— What to do —
Copy word for word the lines below, starting at the line containing "Give the mask of every instance of the person" and ending at the line containing "105 199 L 103", both included.

— Available data —
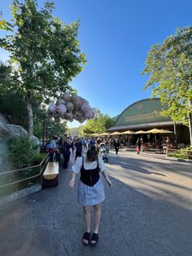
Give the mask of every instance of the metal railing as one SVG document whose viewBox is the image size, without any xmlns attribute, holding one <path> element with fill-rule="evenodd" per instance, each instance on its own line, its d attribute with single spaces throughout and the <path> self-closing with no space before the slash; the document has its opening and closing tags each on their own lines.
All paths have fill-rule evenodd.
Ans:
<svg viewBox="0 0 192 256">
<path fill-rule="evenodd" d="M 0 189 L 39 178 L 48 161 L 47 155 L 39 165 L 0 173 Z"/>
</svg>

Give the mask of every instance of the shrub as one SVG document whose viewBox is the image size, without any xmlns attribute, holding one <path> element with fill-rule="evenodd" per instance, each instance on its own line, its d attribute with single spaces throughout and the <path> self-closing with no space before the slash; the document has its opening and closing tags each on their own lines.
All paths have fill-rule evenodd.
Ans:
<svg viewBox="0 0 192 256">
<path fill-rule="evenodd" d="M 36 153 L 33 160 L 33 165 L 36 166 L 41 164 L 41 162 L 46 157 L 46 155 L 47 153 Z"/>
<path fill-rule="evenodd" d="M 168 157 L 181 159 L 192 159 L 192 148 L 181 148 L 176 152 L 168 153 Z"/>
<path fill-rule="evenodd" d="M 9 140 L 9 157 L 16 169 L 30 166 L 37 154 L 35 144 L 28 137 L 12 137 Z"/>
</svg>

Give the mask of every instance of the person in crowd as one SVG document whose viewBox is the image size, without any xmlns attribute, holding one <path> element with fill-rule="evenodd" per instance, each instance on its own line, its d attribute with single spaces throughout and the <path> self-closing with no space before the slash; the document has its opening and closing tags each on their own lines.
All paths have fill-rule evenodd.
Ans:
<svg viewBox="0 0 192 256">
<path fill-rule="evenodd" d="M 142 146 L 141 139 L 138 138 L 137 140 L 137 155 L 140 154 L 141 146 Z"/>
<path fill-rule="evenodd" d="M 105 199 L 103 179 L 100 173 L 104 176 L 110 187 L 110 181 L 104 162 L 98 157 L 95 145 L 91 145 L 87 151 L 86 157 L 77 157 L 72 168 L 72 179 L 69 186 L 75 185 L 76 174 L 81 172 L 78 185 L 78 203 L 82 205 L 84 210 L 84 220 L 85 232 L 83 235 L 82 243 L 95 246 L 98 241 L 98 227 L 101 218 L 101 203 Z M 94 211 L 94 228 L 90 238 L 91 209 Z"/>
<path fill-rule="evenodd" d="M 45 151 L 45 152 L 49 152 L 50 146 L 50 140 L 48 139 L 47 142 L 46 142 L 46 144 L 45 144 L 44 151 Z"/>
<path fill-rule="evenodd" d="M 115 148 L 115 150 L 116 150 L 116 155 L 118 154 L 118 152 L 119 152 L 119 148 L 120 148 L 120 142 L 118 140 L 117 138 L 116 138 L 113 141 L 113 147 Z"/>
<path fill-rule="evenodd" d="M 87 148 L 88 148 L 87 143 L 88 143 L 88 140 L 87 140 L 87 139 L 85 138 L 85 150 L 86 150 Z"/>
<path fill-rule="evenodd" d="M 58 141 L 58 137 L 54 136 L 53 139 L 51 140 L 51 143 L 50 144 L 50 148 L 49 148 L 49 158 L 50 158 L 49 160 L 50 160 L 50 161 L 55 161 L 55 152 L 58 151 L 57 141 Z"/>
<path fill-rule="evenodd" d="M 96 146 L 97 146 L 98 151 L 99 151 L 99 145 L 101 143 L 102 143 L 102 139 L 100 137 L 98 137 L 98 139 L 96 140 Z"/>
<path fill-rule="evenodd" d="M 166 142 L 166 147 L 167 147 L 167 148 L 166 148 L 166 153 L 168 154 L 168 148 L 171 147 L 171 140 L 170 140 L 170 139 L 169 139 L 168 136 L 167 137 L 165 142 Z"/>
<path fill-rule="evenodd" d="M 90 148 L 91 145 L 94 145 L 95 142 L 93 138 L 89 138 L 88 140 L 88 149 Z"/>
<path fill-rule="evenodd" d="M 75 150 L 75 143 L 76 143 L 76 139 L 74 138 L 74 139 L 72 139 L 72 153 L 73 153 L 73 152 L 74 152 L 74 150 Z"/>
<path fill-rule="evenodd" d="M 76 159 L 82 156 L 82 143 L 79 138 L 77 138 L 76 142 L 75 143 L 76 149 Z"/>
<path fill-rule="evenodd" d="M 71 155 L 72 143 L 69 139 L 67 139 L 62 144 L 62 153 L 63 156 L 63 169 L 68 168 L 68 162 Z"/>
<path fill-rule="evenodd" d="M 106 138 L 105 145 L 106 145 L 106 150 L 107 153 L 109 153 L 110 143 L 111 143 L 111 139 L 109 137 Z"/>
<path fill-rule="evenodd" d="M 82 144 L 82 150 L 85 148 L 85 139 L 82 137 L 81 139 L 81 144 Z"/>
</svg>

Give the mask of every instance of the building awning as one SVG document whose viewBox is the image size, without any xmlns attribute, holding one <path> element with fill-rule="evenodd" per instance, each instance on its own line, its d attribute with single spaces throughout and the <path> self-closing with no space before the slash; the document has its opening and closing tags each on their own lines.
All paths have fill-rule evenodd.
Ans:
<svg viewBox="0 0 192 256">
<path fill-rule="evenodd" d="M 172 121 L 160 121 L 160 122 L 151 122 L 146 124 L 137 124 L 137 125 L 128 125 L 122 126 L 113 126 L 109 128 L 108 131 L 115 131 L 115 130 L 137 130 L 137 129 L 148 129 L 148 128 L 155 128 L 155 127 L 162 127 L 162 126 L 173 126 L 174 122 Z M 177 121 L 176 125 L 182 125 L 182 121 Z"/>
</svg>

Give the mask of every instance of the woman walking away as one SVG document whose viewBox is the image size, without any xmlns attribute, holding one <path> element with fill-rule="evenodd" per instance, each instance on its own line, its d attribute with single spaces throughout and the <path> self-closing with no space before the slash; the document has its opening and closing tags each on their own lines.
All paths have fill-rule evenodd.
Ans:
<svg viewBox="0 0 192 256">
<path fill-rule="evenodd" d="M 83 235 L 84 245 L 95 246 L 98 240 L 98 227 L 101 218 L 101 202 L 104 201 L 104 188 L 103 179 L 100 177 L 102 172 L 107 183 L 112 186 L 106 171 L 103 159 L 98 156 L 98 151 L 94 145 L 91 145 L 87 151 L 86 157 L 77 157 L 72 166 L 72 177 L 69 183 L 71 188 L 74 187 L 76 175 L 81 172 L 78 185 L 78 203 L 82 205 L 84 210 L 84 220 L 85 232 Z M 94 211 L 94 228 L 90 238 L 91 209 Z"/>
<path fill-rule="evenodd" d="M 62 152 L 63 156 L 63 169 L 68 169 L 68 162 L 70 159 L 70 154 L 71 151 L 70 149 L 72 148 L 72 143 L 70 142 L 69 139 L 67 139 L 66 140 L 63 141 L 63 145 L 62 145 Z"/>
<path fill-rule="evenodd" d="M 113 147 L 115 148 L 115 150 L 116 150 L 116 155 L 118 154 L 118 151 L 119 151 L 119 148 L 120 148 L 120 142 L 117 139 L 116 139 L 113 142 Z"/>
</svg>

— Reply to the exercise —
Give the mask of every instance of the person in crowd as one SVG document whose viewBox is the image size, without any xmlns attribute, holding one <path> element with fill-rule="evenodd" per instance, each instance on its own line, its d attribute with single spaces throughout and the <path> self-closing with no space before the slash; the document has its opening and closing tags each on their own lines.
All paths have fill-rule evenodd.
Ans:
<svg viewBox="0 0 192 256">
<path fill-rule="evenodd" d="M 142 146 L 141 139 L 138 138 L 137 140 L 137 155 L 140 154 L 141 146 Z"/>
<path fill-rule="evenodd" d="M 105 199 L 103 179 L 100 173 L 104 176 L 110 187 L 110 181 L 104 162 L 98 157 L 95 145 L 91 145 L 87 151 L 86 157 L 77 157 L 72 168 L 72 179 L 69 186 L 75 185 L 76 174 L 81 172 L 78 185 L 78 203 L 82 205 L 84 210 L 84 220 L 85 232 L 83 235 L 82 243 L 95 246 L 98 241 L 98 227 L 101 218 L 101 203 Z M 94 211 L 94 228 L 90 238 L 91 209 Z"/>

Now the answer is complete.